## What is expected:
Quote all of the data that follows exactly as written, skipping the images.

## Available data:

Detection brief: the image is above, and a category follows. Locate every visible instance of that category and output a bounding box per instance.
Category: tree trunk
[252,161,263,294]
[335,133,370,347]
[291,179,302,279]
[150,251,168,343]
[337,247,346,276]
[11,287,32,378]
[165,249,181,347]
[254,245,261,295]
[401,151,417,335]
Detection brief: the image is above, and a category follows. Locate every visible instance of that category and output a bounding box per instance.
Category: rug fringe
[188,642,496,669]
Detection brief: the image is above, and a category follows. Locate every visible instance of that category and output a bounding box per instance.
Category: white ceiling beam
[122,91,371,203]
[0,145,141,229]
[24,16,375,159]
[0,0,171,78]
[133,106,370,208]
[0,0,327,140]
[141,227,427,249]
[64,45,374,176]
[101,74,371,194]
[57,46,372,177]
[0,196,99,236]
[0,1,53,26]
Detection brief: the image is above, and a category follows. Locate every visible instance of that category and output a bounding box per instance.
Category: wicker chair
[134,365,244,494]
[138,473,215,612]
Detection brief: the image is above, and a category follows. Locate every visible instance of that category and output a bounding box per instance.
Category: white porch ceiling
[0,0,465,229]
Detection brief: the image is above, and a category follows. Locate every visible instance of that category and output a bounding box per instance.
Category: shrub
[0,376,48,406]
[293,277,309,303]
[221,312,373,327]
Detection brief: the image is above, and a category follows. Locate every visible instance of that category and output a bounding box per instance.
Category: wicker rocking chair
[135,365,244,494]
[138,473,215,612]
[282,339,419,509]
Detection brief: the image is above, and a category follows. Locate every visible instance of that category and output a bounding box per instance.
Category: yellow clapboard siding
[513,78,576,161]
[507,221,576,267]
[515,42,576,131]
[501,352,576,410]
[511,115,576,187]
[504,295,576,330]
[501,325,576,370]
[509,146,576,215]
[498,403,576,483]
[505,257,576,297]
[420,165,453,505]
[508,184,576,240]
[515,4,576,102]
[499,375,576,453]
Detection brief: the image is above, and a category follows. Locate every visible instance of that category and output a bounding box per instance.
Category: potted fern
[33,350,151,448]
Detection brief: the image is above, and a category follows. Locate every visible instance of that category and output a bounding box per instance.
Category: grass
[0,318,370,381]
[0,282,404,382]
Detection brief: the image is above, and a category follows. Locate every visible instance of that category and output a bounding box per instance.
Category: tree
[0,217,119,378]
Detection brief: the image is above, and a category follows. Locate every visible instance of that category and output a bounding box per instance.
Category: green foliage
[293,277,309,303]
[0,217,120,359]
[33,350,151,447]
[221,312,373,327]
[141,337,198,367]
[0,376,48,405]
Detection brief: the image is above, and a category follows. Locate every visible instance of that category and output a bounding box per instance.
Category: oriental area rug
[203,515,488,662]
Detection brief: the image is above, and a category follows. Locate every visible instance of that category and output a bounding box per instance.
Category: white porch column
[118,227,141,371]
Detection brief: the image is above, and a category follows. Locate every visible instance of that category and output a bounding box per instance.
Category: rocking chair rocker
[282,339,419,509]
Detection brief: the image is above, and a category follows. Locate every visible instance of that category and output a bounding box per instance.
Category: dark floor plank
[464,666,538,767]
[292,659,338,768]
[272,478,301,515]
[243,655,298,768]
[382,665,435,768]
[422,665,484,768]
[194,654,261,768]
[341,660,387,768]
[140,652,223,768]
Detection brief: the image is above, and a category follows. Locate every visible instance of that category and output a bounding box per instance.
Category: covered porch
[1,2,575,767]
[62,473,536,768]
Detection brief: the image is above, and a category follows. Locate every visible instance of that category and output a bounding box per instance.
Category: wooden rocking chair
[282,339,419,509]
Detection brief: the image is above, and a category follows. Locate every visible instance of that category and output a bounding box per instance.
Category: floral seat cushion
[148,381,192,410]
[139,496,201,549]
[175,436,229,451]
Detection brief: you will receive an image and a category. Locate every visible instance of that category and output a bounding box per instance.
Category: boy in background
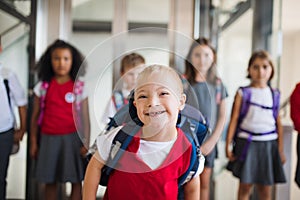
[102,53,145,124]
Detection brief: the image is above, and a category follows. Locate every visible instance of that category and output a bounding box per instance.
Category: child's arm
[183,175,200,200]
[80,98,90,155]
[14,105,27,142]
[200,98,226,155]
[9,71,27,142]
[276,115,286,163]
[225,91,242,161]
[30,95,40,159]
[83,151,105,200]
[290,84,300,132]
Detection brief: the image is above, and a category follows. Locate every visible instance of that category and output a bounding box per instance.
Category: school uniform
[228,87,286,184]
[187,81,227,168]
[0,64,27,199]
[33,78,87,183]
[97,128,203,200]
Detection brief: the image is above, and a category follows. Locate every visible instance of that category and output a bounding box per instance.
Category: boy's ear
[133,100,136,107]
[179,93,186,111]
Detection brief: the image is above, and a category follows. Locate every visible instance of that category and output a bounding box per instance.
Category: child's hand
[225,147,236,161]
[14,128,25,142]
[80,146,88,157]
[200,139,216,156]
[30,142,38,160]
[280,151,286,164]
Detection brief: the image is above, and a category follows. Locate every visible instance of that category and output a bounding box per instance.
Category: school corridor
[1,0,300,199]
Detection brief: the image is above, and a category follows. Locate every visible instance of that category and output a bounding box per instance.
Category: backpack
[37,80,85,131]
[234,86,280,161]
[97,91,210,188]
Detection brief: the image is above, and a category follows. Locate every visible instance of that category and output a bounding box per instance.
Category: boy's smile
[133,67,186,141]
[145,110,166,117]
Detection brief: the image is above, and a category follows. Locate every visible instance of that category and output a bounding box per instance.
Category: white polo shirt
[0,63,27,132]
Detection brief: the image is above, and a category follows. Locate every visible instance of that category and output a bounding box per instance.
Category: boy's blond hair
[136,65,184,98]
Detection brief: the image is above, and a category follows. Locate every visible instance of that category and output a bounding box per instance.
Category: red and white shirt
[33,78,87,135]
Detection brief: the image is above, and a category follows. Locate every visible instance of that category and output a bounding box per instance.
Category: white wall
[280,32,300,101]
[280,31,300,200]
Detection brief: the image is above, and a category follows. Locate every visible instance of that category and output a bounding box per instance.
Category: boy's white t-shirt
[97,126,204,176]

## Written solution:
Detection brief: the image is above, and a category follows. Locate every visible instance of that category and output a bounding box per instance.
Category: tree trunk
[252,161,263,294]
[335,133,370,347]
[291,179,302,279]
[150,251,168,343]
[337,247,346,276]
[11,287,32,378]
[165,249,181,347]
[254,245,261,295]
[401,151,417,335]
Detection brief: the image is above, and a category follows. Locate every visible instance of that category and output a bounding box per instance.
Category: rug fringe
[188,642,496,669]
Detection brief: the image is above, and a category follows. Locate every visible instance of that category and output a bounding box per instance.
Category: white ceiling beam
[122,91,371,203]
[0,145,141,229]
[24,16,375,159]
[0,0,171,78]
[133,106,370,208]
[0,0,327,140]
[141,227,427,249]
[64,45,374,176]
[101,74,371,194]
[57,46,372,177]
[0,196,99,236]
[0,1,53,26]
Detection brief: the image is above, and a category follows. Locate every visible instance of that category and output a bounding box per instance.
Category: wicker chair
[134,365,244,494]
[138,473,215,612]
Detection brief: the image is above, and a category follows. Locate every visible instance of that category and output a bounding box per instance.
Category: white porch ceiling
[0,0,465,229]
Detection brief: the image is above, and a category follows. Locate every visible instance of that category and output a bounding box per instance.
Category: shrub
[0,376,48,406]
[293,277,309,303]
[221,312,373,327]
Detection brief: the image is above, and a category follows. Locate every visible instance of that category and output a bounding box per instance.
Category: wicker rocking chair
[135,365,244,494]
[138,473,215,612]
[282,339,419,509]
Detection brief: the image is above, and a category follows. Locate every visible instance of that category and output a bounding box per instance.
Category: yellow clapboard siding
[513,78,576,161]
[507,221,576,267]
[515,42,576,131]
[501,352,576,410]
[511,115,576,187]
[504,295,576,330]
[501,325,576,370]
[509,146,576,215]
[498,403,576,483]
[505,257,576,297]
[420,165,453,505]
[508,184,576,240]
[515,4,576,102]
[499,375,576,453]
Detection brief: the image is above, and a category follows. Locate every visible instance of that category and output a bounding box per instance.
Category: potted fern
[33,350,151,448]
Detection brief: the image is above, and a category follows. Locate every visible instance of that category and output a bounding box per instance.
Category: grass
[0,318,370,381]
[0,282,404,382]
Detection brief: the image is above, and a category follows. Locate every visible instance of that category and output a bounding box per instance.
Category: tree
[0,217,119,378]
Detection brief: the image is above, and a category follows. Locate every visible instance of that category and output a bounding box per instance.
Category: green foliage
[293,277,309,303]
[0,217,120,359]
[33,350,151,447]
[221,312,373,327]
[141,337,198,367]
[0,376,48,405]
Detection brief: the image is above, and a category follows. Locate every visible instance of that category and output a bounding box per instance.
Category: oriental area rug
[203,515,488,662]
Detection brief: the image is above, and a category follows. Locate every visible instance of that category and output a bounding box per instance.
Category: white porch column
[118,227,141,371]
Detection brief: the image is above, and a category follows. Locate every visible instance of that category and output a bounding box per instance.
Category: rocking chair rocker
[282,339,419,509]
Detection brief: the image is above, and a category follows. Locate every visible instance of that category and output a bounding box per instance.
Category: dark floor plank
[464,666,538,767]
[292,659,338,768]
[272,478,301,515]
[243,655,298,768]
[382,665,435,768]
[422,665,484,768]
[194,654,261,768]
[341,660,387,768]
[140,652,223,768]
Detection brief: the image is above, and a category follows. Locate every visible instance of that category and output a bounding box per instance.
Category: covered porch
[1,2,575,767]
[62,473,536,768]
Detection brief: the image is above, and a category follows. Locate every visible instance of that category and output a bounding box per instance.
Category: wooden rocking chair
[282,339,419,509]
Detection brief: the image is above, and a category follows. Locate every visible instance of that category and output a bounding box per instance.
Category: floral seat cushion
[148,381,192,410]
[139,496,201,549]
[175,436,229,451]
Detection brief: you will receive an image and a category. Locate every visible instance of that category and output a bounding box per instance.
Category: boy in background
[102,53,145,124]
Detection brief: the image is above, and a category follows. Locate every visible instance of that category and output a bounding box per instance.
Category: child's arm
[183,175,200,200]
[80,98,90,155]
[14,105,27,142]
[200,98,226,155]
[9,71,27,142]
[276,115,286,163]
[225,91,242,161]
[30,95,40,159]
[83,151,105,200]
[290,84,300,132]
Detection brief: the image is above, and a category follows. Locate every visible instance of that category and output a bounding box per instance.
Category: school uniform
[228,87,286,184]
[187,81,227,168]
[0,64,27,199]
[33,78,87,183]
[97,128,203,200]
Detection brief: the image is above, and a category follows. Locate every visible instance of that category and output a bounding box per instance.
Category: boy's ear
[133,100,136,107]
[179,93,186,111]
Detection brief: the image is above, and a category follows. Locate every visible instance of that category and output a bounding box per instance.
Category: child's hand
[225,147,236,161]
[14,128,25,142]
[80,146,88,157]
[200,139,216,156]
[30,142,38,160]
[280,151,286,164]
Detection brief: the image is above, and a category follows. Locate every visible instance of that category and output a bounding box per instance.
Category: school corridor
[1,0,300,199]
Detection brief: the image is above, and a category follows. Locate every visible instance of that category and output a bounding box per instance.
Category: backpack
[37,80,85,131]
[234,86,280,161]
[97,91,210,188]
Detection brief: the image is above, and a category follows. Locate every visible instance of that category and output a bounding box per instance.
Category: boy's smile
[133,67,186,141]
[145,110,166,117]
Detection brief: the image is above, and a category follows. Locate every visible instance of that category and output a bounding box per instance.
Category: white polo shirt
[0,63,27,132]
Detection brief: the image is above, and a category follows. Locate every visible instance of that category and output a bounding box per instance.
Category: boy's blond hair
[136,65,184,98]
Detection brief: the image is above, and a category follows. Locate every visible instance of that category and output a bounding box per instance.
Category: red and white shirt
[33,78,87,135]
Detection brief: the image is above, and a category follows. Locate every visible instance of that category and output a bounding box per instance.
Category: white wall
[280,32,300,101]
[280,31,300,200]
Detection brief: the image is above, and a category follows. Locate every visible instance of that category and output a bounding box per instance.
Category: boy's white t-shirt
[97,126,204,176]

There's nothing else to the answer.